(Instructions for the task) Every record below is to be retyped exactly.

(Records for processing)
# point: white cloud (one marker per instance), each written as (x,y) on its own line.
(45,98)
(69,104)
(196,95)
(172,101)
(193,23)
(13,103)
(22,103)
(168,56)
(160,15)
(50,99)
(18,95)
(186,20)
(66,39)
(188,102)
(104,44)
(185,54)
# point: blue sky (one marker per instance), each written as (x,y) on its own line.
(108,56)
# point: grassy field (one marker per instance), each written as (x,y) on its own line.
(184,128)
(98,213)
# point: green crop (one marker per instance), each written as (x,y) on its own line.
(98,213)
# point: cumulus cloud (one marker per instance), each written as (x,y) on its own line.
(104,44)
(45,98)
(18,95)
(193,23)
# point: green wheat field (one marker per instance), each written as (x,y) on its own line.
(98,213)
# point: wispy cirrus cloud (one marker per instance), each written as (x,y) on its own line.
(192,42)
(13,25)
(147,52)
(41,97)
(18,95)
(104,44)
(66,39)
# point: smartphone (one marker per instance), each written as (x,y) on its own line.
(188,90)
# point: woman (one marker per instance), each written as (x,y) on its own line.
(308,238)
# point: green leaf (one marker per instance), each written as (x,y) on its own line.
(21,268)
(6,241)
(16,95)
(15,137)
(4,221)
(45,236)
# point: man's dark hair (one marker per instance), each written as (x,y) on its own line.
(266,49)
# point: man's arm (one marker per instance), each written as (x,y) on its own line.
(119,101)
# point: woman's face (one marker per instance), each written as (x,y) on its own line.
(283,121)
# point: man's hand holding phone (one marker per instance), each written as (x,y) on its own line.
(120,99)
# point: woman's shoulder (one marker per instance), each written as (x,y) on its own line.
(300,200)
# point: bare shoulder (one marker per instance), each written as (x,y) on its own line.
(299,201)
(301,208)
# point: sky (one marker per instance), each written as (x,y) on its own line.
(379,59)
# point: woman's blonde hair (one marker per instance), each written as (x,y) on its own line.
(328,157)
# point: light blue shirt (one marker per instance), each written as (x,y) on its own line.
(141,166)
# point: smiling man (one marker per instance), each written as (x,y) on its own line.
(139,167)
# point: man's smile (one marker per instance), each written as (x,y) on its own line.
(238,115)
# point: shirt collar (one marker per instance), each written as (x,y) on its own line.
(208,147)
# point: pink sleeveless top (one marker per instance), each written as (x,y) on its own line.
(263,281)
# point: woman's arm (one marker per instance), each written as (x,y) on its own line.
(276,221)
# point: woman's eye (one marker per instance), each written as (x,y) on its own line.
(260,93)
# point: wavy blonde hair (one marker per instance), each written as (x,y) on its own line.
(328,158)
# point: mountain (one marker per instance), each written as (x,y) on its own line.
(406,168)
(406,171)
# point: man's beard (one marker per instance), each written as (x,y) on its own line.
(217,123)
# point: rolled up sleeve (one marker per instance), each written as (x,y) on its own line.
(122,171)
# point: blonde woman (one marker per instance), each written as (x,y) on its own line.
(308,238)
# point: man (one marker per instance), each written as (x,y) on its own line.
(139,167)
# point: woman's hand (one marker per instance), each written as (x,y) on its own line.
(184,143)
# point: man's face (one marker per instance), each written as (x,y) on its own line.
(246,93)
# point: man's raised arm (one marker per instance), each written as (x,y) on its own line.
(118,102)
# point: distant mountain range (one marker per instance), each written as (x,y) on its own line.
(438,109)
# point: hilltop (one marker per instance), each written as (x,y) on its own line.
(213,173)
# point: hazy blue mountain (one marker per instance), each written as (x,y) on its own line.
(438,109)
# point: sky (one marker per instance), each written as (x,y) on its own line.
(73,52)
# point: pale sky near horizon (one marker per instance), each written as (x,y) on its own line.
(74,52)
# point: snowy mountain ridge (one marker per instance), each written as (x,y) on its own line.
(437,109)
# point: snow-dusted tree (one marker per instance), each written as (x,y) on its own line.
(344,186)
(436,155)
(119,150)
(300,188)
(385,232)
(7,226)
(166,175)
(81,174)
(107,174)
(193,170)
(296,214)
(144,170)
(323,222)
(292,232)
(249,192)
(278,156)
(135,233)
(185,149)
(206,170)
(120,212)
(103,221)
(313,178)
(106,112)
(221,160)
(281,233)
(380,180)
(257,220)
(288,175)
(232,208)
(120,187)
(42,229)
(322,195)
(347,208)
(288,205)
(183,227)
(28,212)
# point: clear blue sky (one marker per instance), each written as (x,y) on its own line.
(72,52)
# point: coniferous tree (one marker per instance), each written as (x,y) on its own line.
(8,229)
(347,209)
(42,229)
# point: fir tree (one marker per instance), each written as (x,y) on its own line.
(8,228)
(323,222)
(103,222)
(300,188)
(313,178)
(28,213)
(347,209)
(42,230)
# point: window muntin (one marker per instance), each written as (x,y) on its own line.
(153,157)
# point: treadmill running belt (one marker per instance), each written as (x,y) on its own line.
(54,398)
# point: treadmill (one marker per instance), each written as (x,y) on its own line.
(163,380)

(Answer to the exercise)
# point: white cloud (one marker per instance), each written as (x,y) on its own line.
(45,98)
(69,104)
(196,95)
(172,101)
(193,23)
(13,103)
(22,103)
(168,56)
(160,15)
(50,99)
(18,95)
(186,20)
(66,39)
(188,102)
(104,44)
(185,54)
# point: blue sky (one marker per instance), each written as (x,y) on its own line.
(108,56)
# point: grassy field (one marker per instance), each written as (x,y) on its own line.
(184,128)
(98,213)
# point: green crop (one marker per instance), each written as (x,y) on its own line.
(98,213)
# point: cumulus cloud (one marker per instance), each written as (x,y) on its own line.
(104,44)
(45,98)
(18,95)
(193,23)
# point: green wheat field (one marker per instance), each written as (x,y) on its own line.
(98,213)
# point: wispy cirrus cloud (one marker per instance), each written as (x,y) on its own line.
(192,42)
(13,25)
(147,52)
(41,97)
(18,95)
(104,44)
(66,39)
# point: smartphone (one marker per instance), each written as (x,y) on its own line.
(188,90)
# point: woman (one marker per instance), each written as (x,y) on its own line.
(308,238)
# point: green leaf (one marker per instance), each written as (x,y) on its own line.
(21,268)
(6,241)
(16,95)
(15,137)
(4,221)
(45,236)
# point: man's dark hair (one marker per instance), each written as (x,y) on its own line.
(266,49)
# point: man's arm (one marker per instance), each written as (x,y) on its own line.
(119,101)
# point: woman's face (one marker per instance), each written as (x,y) on its own line.
(283,121)
# point: man's hand holding phone (one marker per instance), each written as (x,y) on its own line.
(120,99)
# point: woman's shoulder (one marker per instance), each written as (x,y) on its own line.
(300,200)
# point: bare shoulder (one marker per instance), each written as (x,y) on its own line.
(299,201)
(301,208)
# point: sky (one marker per instance), each written as (x,y) on its own line.
(379,59)
# point: woman's blonde hair (one marker per instance), each written as (x,y) on its own line.
(328,157)
# point: light blue shirt (one marker per instance), each written as (x,y) on its own line.
(141,166)
# point: smiling man (one marker per instance), each written as (x,y) on its own line.
(139,167)
# point: man's smile (one marker per instance), each written as (x,y) on its own line.
(238,115)
# point: shirt collar (one marker per instance), each written as (x,y) on its own line.
(208,147)
# point: pink sleeveless top (one marker per instance), each written as (x,y) on its own line.
(263,281)
# point: woman's arm (one marker per instance), each written as (x,y) on its own line.
(276,221)
# point: woman's eye (one marker per instance), each written as (x,y) on its own line.
(260,93)
# point: wavy blonde hair (one marker per instance), each written as (x,y) on its own line.
(328,158)
# point: mountain (one marker per instance), each written as (x,y) on its own line.
(406,168)
(406,171)
# point: man's beard (one marker per instance), each written as (x,y) on its own line.
(217,123)
# point: rolled up sleeve (one marker per instance), each written as (x,y) on its own line.
(122,171)
# point: blonde woman (one marker per instance), each written as (x,y) on its own line.
(308,238)
# point: man (one marker per instance), each written as (x,y) on its own line.
(139,167)
# point: woman's hand (one marker per instance), each written as (x,y) on its own line.
(184,143)
# point: man's face (one marker per instance), each written as (x,y) on its own line.
(246,93)
# point: man's raised arm (one marker per instance), each written as (x,y) on its own line.
(118,102)
# point: distant mountain range (one marker per instance), each written as (x,y) on its own line.
(438,109)
# point: hilltop (one marker per instance), each written as (x,y) on its own line.
(213,173)
# point: hazy blue mountain (one marker per instance), each written as (x,y) on its own line.
(438,109)
# point: sky (one marker per instance), each written as (x,y) on its own line.
(73,52)
# point: pale sky near horizon (one marker per instance), each written as (x,y) on its own line.
(74,52)
# point: snowy mountain ridge (one marker per instance), each written as (x,y) on its own line.
(437,109)
# point: snow-dusted tree (one marker per instance), each written as (x,y) on its own line.
(344,186)
(436,155)
(119,150)
(300,188)
(385,232)
(7,226)
(166,175)
(81,174)
(107,174)
(193,170)
(296,214)
(144,170)
(323,222)
(292,232)
(249,192)
(278,156)
(135,233)
(185,149)
(206,170)
(120,212)
(103,221)
(313,178)
(106,112)
(221,160)
(281,233)
(380,180)
(257,220)
(288,175)
(232,208)
(120,187)
(42,229)
(322,195)
(347,208)
(288,205)
(183,227)
(28,212)
# point: clear blue sky (one marker per instance), each written as (x,y) on its own line.
(72,52)
# point: coniferous tree (one marker per instance), each written as (x,y) on its own line.
(8,229)
(347,209)
(42,229)
# point: fir tree (one marker per instance), each written as (x,y) on its own line.
(8,228)
(323,222)
(103,222)
(300,188)
(313,178)
(28,213)
(347,209)
(42,230)
# point: window muntin (one marker per instance), each written as (x,y) on its own line.
(153,157)
# point: treadmill running belt (one marker per instance), each written as (x,y) on its own line.
(54,398)
# point: treadmill (one marker per instance), each written as (x,y) on its own line.
(163,380)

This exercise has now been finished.